• **Task requirements**: Make an exact copy of every entry.
+ + + + + + +
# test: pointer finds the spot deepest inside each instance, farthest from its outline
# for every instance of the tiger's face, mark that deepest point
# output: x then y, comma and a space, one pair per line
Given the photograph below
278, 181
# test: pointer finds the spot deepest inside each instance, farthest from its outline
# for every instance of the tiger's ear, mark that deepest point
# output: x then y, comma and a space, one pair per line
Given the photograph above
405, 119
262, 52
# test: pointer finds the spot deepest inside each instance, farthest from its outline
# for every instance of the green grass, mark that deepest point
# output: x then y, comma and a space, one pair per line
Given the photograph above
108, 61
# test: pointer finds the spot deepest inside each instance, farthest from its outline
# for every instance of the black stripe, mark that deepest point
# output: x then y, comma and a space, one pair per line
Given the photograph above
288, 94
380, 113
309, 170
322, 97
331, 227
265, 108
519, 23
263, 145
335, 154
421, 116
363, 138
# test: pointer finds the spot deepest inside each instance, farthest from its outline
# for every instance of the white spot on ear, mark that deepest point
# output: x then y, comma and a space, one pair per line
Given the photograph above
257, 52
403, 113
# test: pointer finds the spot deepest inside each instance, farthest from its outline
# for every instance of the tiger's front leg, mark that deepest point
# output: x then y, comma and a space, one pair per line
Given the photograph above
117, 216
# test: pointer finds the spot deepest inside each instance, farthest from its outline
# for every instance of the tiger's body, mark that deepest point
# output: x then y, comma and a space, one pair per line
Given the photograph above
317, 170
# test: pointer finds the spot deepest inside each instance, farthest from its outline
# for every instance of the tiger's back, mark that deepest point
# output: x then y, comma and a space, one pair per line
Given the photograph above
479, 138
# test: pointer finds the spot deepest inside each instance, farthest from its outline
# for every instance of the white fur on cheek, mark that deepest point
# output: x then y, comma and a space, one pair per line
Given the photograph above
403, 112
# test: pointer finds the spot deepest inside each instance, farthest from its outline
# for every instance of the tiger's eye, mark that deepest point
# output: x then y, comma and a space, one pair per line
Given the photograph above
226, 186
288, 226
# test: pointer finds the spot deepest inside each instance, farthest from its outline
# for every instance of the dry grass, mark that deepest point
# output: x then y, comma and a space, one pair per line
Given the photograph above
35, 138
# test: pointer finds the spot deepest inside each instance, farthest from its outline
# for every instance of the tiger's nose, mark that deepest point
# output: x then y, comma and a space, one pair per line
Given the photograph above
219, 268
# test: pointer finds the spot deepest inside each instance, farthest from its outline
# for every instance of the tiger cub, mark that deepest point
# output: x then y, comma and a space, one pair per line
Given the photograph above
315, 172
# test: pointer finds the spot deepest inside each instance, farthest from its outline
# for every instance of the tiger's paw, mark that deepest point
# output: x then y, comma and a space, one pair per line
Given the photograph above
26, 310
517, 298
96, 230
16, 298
+ + + + + + +
• **Exercise answer**:
# test: pointer finds the spot deepest inside each instance, farthest from its outline
# for every instance of the tiger's face, mark that deepest point
# output: x then y, comma and a space, one pair per line
Given the photograph below
278, 181
# test: pointer finds the spot deepest inside each instance, farthest from its outline
# for every instance of the tiger's ear, mark that deepest point
# output: x then y, comma and a space, one pair per line
Given the photograph above
405, 119
262, 52
# test: pointer finds the spot deepest inside each instance, farthest from its outline
# for every instance of the green grass, mark that deepest point
# output: x then y, comma and a space, one pair per line
Given the photograph above
108, 61
# test: pointer finds the spot deepest inside each instance, farthest from its outline
# for every instance of the black stripe, mark that deepest point
# output: x then y, comma and a space, one pair per line
Given the photograph above
288, 94
380, 113
309, 170
322, 97
331, 227
265, 108
519, 23
263, 145
335, 154
421, 116
363, 138
# test: pointer finds the spot deepest inside each instance, farthest from its outline
# for every instance of the white spot on ear, mark that deepest point
# output: x then y, comma and a space, one pair per line
Given the photograph above
257, 52
403, 113
# test: pointer finds the spot deepest inside each instance, farthest from its outline
# for every instance of the tiger's front leg, mark that deepest point
# output: x then y, comma and a space, one pair per line
Given the photograph above
117, 216
# test: pointer finds the spot deepest inside each instance, farthest from its outline
# for every instance of the tiger's body, mark that deepest point
# output: x then y, comma and a space, one pair per line
Given the photograph above
317, 170
# test: pointer finds the spot deepest inside each instance, farthest from its outline
# for every instance of the tiger's back, mark that deepest point
# output: x then y, comma and a space, one pair per line
Given the photograph above
479, 138
# test: pointer finds the spot deepest inside each instance, farthest from its outline
# for every instance of the white fur on cheek, mark that deepest point
# output: x then y, comma and a space, one pair per line
Given the photograph above
403, 112
# test: pointer finds the spot deepest inside each instance, farthest from its outline
# for every instance of the tiger's eye, mark that deepest point
# output: x then y, comma and a space, one pair per line
Given the photograph above
226, 186
288, 226
# test: pointer finds the spot deepest inside each instance, farthest from its outline
# for every instance of the dry grass, mark that deepest point
# output: x then y, comma and a space, one pair per line
Given the photograph above
35, 138
# test: pointer finds the spot deepest inside each instance, farthest from its outline
# for every instance of the tiger's nose, mark that deepest point
# output: x then y, comma and a space, one pair per line
Given the photograph above
219, 268
# test: pointer finds the spot deepest inside each instance, farthest from its outline
# for every instance of the tiger cub, mark that deepest point
# output: x then y, comma and a space, one pair per line
Given the photograph above
315, 172
# test: pointer finds the spot deepest inside each instance, farthest from its outline
# for every instance of the tiger's paw, mark that deepest point
# output: x then y, comma and a space, one pair per line
Given the photograph above
26, 310
517, 298
96, 230
16, 298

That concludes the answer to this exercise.